### [TASK SET]
**A.** According to the ESM migration excerpt, how long does converting a medium-sized codebase from pure CJS to pure ESM tend to take?
**B.** Reproduce the ESM migration excerpt word for word from "4. Move shared" to "are explicit exceptions.".

### [QUOTED PASSAGE]
-*-

The general lesson is: every tool in your toolchain has a "default module assumption" baked in. When you switch a project to ESM, you usually end up reconfiguring three or four tools to match, not just changing your package.json.

A migration plan that doesn't burn

If you have a non-trivial CommonJS codebase and you want to move to ESM, don't try to do it in one PR. The change has too many edges. Here's a plan that's worked for me and for teams I've helped through it.

1. Stop adding new CJS. Before you touch any existing code, change your conventions for new files. Any new module gets written as ESM-ready, even if it has to live in CJS files for now. That means no require calls inside functions, no module.exports = function () { ... } patterns, no __dirname without thinking about it.

2. Audit your dependencies. Run npm ls and look for packages that are ESM-only — they tend to be the newer ones (chalk 5+, node-fetch 3+, nanoid 4+, many in the unjs ecosystem). For each, decide whether you'll switch your call site to dynamic import(), downgrade to the last CJS-compatible version, or use the new require(esm) path in recent Node.

3. Convert your config and entry points first. The files that benefit most from ESM are the ones that already want async behaviour at the top level — your server bootstrap, your CLI entry point, your migration scripts. Rename them to .mjs and rewrite them to use import. This gives you a feel for the syntax without touching the deep parts of your codebase.

4. Move shared utilities next. Convert your utils/, lib/, and helpers. These have the fewest dependencies on Node-isms like __dirname and the highest chance of being imported by everything else.

5. Flip the project's "type". Once enough of your .js files are ESM-ready, add "type": "module" to package.json and rename the few remaining stragglers to .cjs. Now your default is ESM and the old files are explicit exceptions.

6. Re-run your test suite and CI at every step. The most common failure isn't your application code — it's a build script, a CLI wrapper, or a tooling config that quietly assumed it was running in CJS. Find these by running everything, not by reading.

7. Clean up the .cjs holdouts. Some files might stay .cjs forever — a Tailwind config, a third-party tool's expected format, a script that intentionally uses sync require for performance. That's fine. The goal isn't 100% ESM; the goal is to be in control of which loader runs each file.

A pure-CJS-to-pure-ESM conversion of a medium-sized codebase tends to take a few weeks of background work, not a weekend. Most of the time isn't writing — it's catching the long tail of tooling integrations that broke quietly.

The bits that will still annoy you

Even after a clean migration, some things just stay slightly worse:

  • Default vs. named exports. ESM's named-import semantics are stricter than what most CJS packages emit, so you'll keep writing import pkg from 'thing'; const { foo } = pkg; for a while.

-*-

### [RECORDS SHOWN]
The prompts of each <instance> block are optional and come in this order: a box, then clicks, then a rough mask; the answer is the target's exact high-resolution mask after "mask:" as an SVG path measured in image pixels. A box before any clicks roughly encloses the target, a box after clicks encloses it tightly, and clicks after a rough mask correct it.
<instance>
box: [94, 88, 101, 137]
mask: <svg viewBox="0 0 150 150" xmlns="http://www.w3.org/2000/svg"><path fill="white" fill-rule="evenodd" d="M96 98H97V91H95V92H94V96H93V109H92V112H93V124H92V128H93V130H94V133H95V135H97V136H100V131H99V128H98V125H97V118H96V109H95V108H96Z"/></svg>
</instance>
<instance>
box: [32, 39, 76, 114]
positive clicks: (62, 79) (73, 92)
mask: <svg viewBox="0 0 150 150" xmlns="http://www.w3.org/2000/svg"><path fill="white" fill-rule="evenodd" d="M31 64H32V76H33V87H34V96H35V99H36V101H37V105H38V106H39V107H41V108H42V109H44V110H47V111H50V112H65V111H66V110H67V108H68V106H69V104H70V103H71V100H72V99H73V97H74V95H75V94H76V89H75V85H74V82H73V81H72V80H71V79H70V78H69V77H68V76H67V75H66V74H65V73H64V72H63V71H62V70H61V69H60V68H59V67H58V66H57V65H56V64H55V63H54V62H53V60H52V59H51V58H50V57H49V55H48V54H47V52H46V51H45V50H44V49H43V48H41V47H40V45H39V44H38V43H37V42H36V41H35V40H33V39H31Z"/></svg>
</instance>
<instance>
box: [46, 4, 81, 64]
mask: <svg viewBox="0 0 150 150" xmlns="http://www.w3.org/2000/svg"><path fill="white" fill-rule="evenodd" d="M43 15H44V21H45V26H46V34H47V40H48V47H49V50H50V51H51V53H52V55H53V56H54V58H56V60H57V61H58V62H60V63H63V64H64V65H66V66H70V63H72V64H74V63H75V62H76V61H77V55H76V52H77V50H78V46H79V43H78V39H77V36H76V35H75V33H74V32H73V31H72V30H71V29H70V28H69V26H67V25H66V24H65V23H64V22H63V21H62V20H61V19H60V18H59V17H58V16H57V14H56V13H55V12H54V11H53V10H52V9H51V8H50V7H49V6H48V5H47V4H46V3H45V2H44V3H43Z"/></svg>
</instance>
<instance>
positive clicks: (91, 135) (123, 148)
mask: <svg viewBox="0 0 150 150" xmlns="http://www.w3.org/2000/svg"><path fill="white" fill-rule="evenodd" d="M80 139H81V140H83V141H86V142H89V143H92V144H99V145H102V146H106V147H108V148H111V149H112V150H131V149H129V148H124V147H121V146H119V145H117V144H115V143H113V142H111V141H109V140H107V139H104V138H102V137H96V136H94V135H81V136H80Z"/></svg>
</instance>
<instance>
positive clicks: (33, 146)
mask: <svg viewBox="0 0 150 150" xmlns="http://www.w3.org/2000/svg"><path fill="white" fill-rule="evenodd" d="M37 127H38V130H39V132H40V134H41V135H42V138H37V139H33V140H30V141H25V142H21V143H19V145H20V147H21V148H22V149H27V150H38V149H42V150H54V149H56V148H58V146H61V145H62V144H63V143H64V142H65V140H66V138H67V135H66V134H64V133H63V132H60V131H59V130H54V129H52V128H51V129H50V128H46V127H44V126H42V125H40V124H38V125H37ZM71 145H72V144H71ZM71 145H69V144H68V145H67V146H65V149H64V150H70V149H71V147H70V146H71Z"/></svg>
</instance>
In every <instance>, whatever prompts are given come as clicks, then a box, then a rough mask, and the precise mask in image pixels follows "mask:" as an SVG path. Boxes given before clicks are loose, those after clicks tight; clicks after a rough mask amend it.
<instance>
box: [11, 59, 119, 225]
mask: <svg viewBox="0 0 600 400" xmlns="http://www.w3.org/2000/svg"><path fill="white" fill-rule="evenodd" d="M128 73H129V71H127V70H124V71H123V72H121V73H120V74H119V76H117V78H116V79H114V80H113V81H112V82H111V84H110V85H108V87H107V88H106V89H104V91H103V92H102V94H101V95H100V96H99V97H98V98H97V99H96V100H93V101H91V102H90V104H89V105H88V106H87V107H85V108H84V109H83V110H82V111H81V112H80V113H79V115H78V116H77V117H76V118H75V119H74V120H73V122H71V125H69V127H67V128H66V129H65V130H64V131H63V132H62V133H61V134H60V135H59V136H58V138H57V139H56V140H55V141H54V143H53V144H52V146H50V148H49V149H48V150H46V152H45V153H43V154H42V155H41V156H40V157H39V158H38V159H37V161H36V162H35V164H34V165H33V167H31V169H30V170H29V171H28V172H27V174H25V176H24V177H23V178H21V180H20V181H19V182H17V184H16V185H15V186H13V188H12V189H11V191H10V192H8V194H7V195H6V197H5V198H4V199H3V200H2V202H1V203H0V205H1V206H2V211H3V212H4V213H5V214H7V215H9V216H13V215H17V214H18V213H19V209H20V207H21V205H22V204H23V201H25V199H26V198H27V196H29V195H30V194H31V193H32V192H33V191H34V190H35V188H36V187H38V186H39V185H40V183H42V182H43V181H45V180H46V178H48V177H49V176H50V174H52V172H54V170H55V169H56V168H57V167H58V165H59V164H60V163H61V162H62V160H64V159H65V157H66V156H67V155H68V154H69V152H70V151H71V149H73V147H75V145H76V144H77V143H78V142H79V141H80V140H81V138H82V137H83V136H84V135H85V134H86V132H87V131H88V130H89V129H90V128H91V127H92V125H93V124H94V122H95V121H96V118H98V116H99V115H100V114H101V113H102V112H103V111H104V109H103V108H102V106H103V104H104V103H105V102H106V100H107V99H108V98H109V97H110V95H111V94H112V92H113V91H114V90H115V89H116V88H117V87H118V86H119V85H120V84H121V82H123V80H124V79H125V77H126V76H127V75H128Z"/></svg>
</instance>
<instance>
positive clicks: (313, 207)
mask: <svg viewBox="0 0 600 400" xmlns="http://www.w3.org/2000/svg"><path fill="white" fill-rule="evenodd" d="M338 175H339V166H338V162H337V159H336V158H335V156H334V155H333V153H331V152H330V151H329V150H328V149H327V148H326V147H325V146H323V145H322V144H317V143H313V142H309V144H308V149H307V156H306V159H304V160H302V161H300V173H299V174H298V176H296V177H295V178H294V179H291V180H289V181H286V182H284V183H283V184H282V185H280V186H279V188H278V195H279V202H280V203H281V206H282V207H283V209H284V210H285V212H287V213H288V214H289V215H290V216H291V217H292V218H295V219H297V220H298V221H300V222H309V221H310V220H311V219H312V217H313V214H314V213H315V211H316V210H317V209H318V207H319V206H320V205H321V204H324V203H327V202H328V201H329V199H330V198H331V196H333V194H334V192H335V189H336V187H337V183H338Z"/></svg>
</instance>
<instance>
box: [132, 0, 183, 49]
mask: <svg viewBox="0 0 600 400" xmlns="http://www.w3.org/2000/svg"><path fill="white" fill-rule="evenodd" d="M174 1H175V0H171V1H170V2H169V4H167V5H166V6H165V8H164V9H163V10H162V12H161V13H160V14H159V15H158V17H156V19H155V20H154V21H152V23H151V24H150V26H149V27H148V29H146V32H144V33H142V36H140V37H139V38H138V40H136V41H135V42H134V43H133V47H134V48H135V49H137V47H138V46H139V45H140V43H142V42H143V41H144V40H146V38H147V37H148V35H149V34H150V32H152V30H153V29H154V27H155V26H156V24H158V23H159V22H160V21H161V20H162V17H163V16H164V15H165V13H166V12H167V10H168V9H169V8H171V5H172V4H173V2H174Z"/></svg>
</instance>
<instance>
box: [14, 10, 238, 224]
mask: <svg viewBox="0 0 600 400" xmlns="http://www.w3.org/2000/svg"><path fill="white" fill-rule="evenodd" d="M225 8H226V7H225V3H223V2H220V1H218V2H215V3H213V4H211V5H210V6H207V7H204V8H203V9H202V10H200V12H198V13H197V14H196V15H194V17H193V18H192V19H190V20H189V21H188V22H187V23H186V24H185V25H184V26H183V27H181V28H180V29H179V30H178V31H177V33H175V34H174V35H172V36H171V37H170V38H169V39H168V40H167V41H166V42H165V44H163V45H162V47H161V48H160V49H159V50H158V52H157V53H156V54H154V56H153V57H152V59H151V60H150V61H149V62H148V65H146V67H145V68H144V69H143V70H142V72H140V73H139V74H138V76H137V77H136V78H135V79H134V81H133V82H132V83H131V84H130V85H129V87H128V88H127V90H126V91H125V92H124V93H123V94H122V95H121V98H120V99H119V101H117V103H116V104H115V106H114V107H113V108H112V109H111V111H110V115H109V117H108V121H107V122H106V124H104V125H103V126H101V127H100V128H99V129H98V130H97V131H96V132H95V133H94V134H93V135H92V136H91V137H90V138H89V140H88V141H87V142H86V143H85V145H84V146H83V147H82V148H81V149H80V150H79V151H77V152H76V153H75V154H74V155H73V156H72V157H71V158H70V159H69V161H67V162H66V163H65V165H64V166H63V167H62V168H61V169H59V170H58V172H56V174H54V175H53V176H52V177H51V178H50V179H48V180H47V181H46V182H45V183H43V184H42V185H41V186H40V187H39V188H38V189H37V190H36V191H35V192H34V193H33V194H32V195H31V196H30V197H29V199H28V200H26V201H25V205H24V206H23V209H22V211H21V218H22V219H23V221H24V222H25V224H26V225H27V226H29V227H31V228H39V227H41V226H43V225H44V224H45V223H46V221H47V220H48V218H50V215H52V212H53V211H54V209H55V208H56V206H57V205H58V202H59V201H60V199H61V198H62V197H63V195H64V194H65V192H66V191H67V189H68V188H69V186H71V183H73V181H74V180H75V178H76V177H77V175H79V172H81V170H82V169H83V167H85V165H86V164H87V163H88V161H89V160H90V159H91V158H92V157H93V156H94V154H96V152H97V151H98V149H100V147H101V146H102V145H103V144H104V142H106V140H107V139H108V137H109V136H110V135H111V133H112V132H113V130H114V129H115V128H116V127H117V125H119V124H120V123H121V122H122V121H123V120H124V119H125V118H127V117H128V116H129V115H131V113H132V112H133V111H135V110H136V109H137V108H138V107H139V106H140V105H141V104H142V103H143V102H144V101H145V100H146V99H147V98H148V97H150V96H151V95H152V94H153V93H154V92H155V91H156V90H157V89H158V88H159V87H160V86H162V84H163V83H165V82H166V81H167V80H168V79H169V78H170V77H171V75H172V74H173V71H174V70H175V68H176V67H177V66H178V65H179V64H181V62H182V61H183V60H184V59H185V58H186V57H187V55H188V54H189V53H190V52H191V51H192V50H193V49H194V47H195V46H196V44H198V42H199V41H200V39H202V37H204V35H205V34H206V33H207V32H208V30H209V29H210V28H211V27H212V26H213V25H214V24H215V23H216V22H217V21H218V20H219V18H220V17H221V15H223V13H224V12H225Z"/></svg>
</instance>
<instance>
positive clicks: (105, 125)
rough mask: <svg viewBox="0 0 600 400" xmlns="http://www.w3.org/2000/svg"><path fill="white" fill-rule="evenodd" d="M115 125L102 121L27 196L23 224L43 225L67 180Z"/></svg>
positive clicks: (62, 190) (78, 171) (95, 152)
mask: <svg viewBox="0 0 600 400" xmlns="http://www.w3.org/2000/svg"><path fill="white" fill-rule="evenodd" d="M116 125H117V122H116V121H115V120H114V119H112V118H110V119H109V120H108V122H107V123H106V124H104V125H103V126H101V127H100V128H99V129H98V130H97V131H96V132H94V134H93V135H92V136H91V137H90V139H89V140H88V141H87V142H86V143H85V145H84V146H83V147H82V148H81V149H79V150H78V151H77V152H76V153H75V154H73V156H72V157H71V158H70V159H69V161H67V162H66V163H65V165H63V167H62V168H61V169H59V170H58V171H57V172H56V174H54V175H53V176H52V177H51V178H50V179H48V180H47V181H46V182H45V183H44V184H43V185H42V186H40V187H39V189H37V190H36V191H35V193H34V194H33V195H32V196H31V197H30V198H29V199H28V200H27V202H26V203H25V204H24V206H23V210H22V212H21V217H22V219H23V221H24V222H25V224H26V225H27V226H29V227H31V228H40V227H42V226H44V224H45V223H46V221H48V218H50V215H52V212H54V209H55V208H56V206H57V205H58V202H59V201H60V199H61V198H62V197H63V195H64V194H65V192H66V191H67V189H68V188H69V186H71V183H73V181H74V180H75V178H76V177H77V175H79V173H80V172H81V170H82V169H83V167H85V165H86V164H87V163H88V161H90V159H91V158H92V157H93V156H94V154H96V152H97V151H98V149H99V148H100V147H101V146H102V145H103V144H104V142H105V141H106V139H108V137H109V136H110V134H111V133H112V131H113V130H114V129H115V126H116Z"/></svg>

-*-

### [ANSWERS BY TASK]
**A.** A few weeks of background work, not a weekend.

**B.**
4. Move shared utilities next. Convert your utils/, lib/, and helpers. These have the fewest dependencies on Node-isms like __dirname and the highest chance of being imported by everything else.

5. Flip the project's "type". Once enough of your .js files are ESM-ready, add "type": "module" to package.json and rename the few remaining stragglers to .cjs. Now your default is ESM and the old files are explicit exceptions.